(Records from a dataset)
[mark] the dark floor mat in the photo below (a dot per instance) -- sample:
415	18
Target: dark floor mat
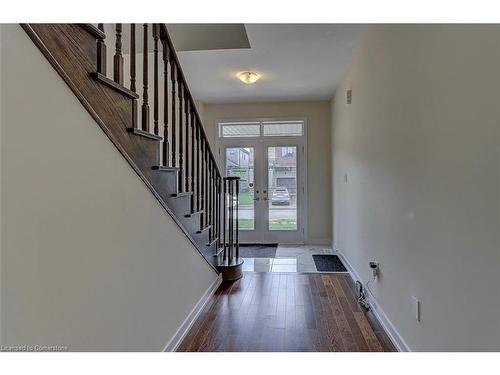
328	263
258	250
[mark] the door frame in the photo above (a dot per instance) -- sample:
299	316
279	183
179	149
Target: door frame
300	142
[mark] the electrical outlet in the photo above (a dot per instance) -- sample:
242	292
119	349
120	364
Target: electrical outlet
415	308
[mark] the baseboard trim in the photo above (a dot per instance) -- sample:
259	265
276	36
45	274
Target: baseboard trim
377	310
191	318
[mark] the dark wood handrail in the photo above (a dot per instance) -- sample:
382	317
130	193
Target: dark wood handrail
164	35
185	146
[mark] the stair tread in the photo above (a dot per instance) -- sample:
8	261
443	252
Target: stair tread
165	169
212	242
182	194
194	213
204	229
114	85
145	134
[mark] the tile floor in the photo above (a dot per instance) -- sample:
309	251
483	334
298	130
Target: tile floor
289	258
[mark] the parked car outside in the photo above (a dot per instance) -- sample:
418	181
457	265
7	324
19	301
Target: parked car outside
280	196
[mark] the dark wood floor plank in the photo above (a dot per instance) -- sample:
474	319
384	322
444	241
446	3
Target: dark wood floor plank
285	312
345	330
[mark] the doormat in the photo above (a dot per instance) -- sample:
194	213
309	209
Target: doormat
328	263
267	250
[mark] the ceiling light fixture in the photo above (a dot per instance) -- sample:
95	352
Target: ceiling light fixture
248	77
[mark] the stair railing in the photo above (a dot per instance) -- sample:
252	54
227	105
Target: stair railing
184	144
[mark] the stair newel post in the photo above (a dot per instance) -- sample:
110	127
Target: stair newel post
237	244
224	218
181	142
209	197
231	220
132	58
205	190
231	264
173	123
101	52
165	148
118	58
145	103
193	150
155	78
214	201
218	211
187	109
198	148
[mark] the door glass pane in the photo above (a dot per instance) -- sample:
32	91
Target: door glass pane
282	187
240	163
283	128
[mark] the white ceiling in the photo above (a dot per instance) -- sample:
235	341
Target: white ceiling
295	61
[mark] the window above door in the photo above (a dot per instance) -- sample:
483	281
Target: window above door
256	129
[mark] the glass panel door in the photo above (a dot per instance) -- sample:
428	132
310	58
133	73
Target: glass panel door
282	188
240	162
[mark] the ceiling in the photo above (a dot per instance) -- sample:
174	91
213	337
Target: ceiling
295	61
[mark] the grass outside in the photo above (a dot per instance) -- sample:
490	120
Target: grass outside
246	224
283	224
245	198
275	224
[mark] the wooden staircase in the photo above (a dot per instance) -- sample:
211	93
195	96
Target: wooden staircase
157	129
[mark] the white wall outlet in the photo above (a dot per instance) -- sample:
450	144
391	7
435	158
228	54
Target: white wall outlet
415	308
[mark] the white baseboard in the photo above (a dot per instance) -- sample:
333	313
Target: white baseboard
318	241
191	318
389	328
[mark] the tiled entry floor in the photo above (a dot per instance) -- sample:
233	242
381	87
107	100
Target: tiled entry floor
289	258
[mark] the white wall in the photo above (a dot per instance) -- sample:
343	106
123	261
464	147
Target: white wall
318	151
420	147
89	258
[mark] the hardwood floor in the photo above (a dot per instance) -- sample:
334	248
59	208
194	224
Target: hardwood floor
286	312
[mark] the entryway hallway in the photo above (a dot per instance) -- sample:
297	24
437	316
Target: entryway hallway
274	312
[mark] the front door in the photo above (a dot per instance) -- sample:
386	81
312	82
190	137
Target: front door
272	191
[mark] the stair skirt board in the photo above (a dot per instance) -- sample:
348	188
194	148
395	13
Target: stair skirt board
192	316
97	93
395	337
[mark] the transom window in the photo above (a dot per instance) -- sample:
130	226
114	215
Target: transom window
253	129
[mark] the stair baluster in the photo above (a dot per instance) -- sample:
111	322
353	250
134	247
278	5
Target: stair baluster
132	57
165	149
155	79
185	150
101	52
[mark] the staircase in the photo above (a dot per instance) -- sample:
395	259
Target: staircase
156	127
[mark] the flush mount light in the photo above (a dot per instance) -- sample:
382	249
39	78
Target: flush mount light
248	77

**EXERCISE DIRECTIONS:**
Output every record exactly, minus the pictures.

**REPLY TO THE TASK:**
[mark] the dark floor mat in the photo below (a dot per instance) -- sample:
415	18
Target: dark floor mat
328	263
258	250
[mark] the door frame in the photo above (a dot per instance) -- sample:
299	316
279	183
179	149
Target: door frame
300	142
[mark] the electrical outlet in the photo above (a dot per instance) -- sample:
242	292
119	349
120	364
Target: electrical outlet
415	308
[mark] the baseboard trim in the photo above (a dot per instance) -- sample:
259	265
276	36
45	274
Target: baseboard trim
377	310
191	318
[mark] the dark wood handrail in the photo above (a dot per instance) -- sample:
382	317
130	193
Target: dark wood handrail
164	35
185	146
[mark] the stair tread in the photo above (a dot per instance) -- sample:
8	261
443	252
Target: stair tread
165	169
212	242
182	194
194	213
204	229
114	85
145	134
[mark] the tile floor in the photo above (a dot per instance) -- sample:
309	251
483	334
298	130
Target: tile floor
289	258
[mark] the parked car outside in the photo above (a dot per instance) -- sample:
418	181
457	265
7	324
19	301
Target: parked car outside
280	196
[mark] the dark wood floor plank in the photo above (a dot per instance) -- sample:
474	319
384	322
444	241
446	3
Target: dark wood floor plank
285	312
345	330
[mark] the doormat in the photo above (a dot per instance) -- sample:
194	213
309	209
Target: doormat
328	263
267	250
[mark] the ceiling light fixture in the photo above (a dot per instance) -- sample:
95	352
Target: ceiling light fixture
248	77
[mark] the stair railing in the photo above (a dot per instance) -- sample:
252	54
227	105
Target: stair railing
184	144
[mark] the stair newel post in the photo above (a dot per instance) -- sample:
110	127
Target: stair newel post
237	244
224	218
181	142
209	197
231	220
132	58
205	190
231	264
173	123
101	52
165	148
118	58
145	103
193	150
155	78
214	201
218	211
187	109
198	148
[mark] the door glass pane in the photo above (a dot per instance) -- sample:
32	91
Target: door glass pane
282	187
240	163
283	128
[mark] the white ceiling in the photo above (a dot per instance) -- sample:
235	341
Target: white ceiling
295	61
[mark] the window above door in the photo above (a dot per instance) -- sample:
483	281
Target: window above door
256	129
[mark] the glass panel door in the photo above (a dot per instance) -- sample:
428	132
310	58
133	73
Target: glass panel door
282	188
240	162
[mark] the ceiling in the photo above (a dot per instance) -- sample:
174	91
213	337
Target: ceiling
295	61
[mark] the grass outside in the photo above (a dot per instance) -- sample:
490	120
Target: grass outside
246	224
283	224
245	198
275	224
[mark] the wooden staircase in the photo above (a dot per instance) -- sample:
211	93
195	96
Target: wooden staircase
157	129
[mark] the white wall outlet in the photo above (a dot per instance) -- sample:
450	144
391	7
435	158
228	54
Target: white wall outlet
415	308
[mark] the white baseboard in the photo above (a dot per instance) -- sample:
333	313
Target: white baseboard
318	241
191	318
389	328
[mark] the tiled entry floor in the photo above (a dot per instance) -- sample:
233	242
381	87
107	100
Target: tiled entry floor
289	258
[mark] the white wall in the photo above (a dot per instance) -- sample:
343	106
123	261
464	147
Target: white wall
318	151
420	147
89	258
[mark] the hardwood floor in the photo above (a dot per instance) -- sample:
334	248
59	208
194	224
Target: hardwood floor
286	312
[mark] the entryway hallway in the photo above (a dot per instance) -- sample:
297	24
437	316
Target: entryway hallway
274	312
[mark] the front door in the photo above (a dot per instance) -- sample:
386	81
312	82
190	137
Target: front door
272	191
[mark] the stair skirt board in the photo above (a dot per instance) -- sample:
348	188
194	148
395	13
Target: stair skirt board
192	316
97	93
395	337
[mark] the transom window in the photo above (a dot per instance) -- sample:
130	226
114	215
Target: transom window
253	129
[mark] the stair baluster in the photo above (a dot per instance) -- sample:
111	322
353	250
134	247
278	5
Target: stair baluster
132	57
165	149
155	79
185	150
101	52
[mark] the staircase in the photo above (a dot per instance) -- sample:
395	259
Target: staircase
156	127
[mark] the flush mount light in the photo above (a dot per instance) -- sample:
382	249
39	78
Target: flush mount light
248	77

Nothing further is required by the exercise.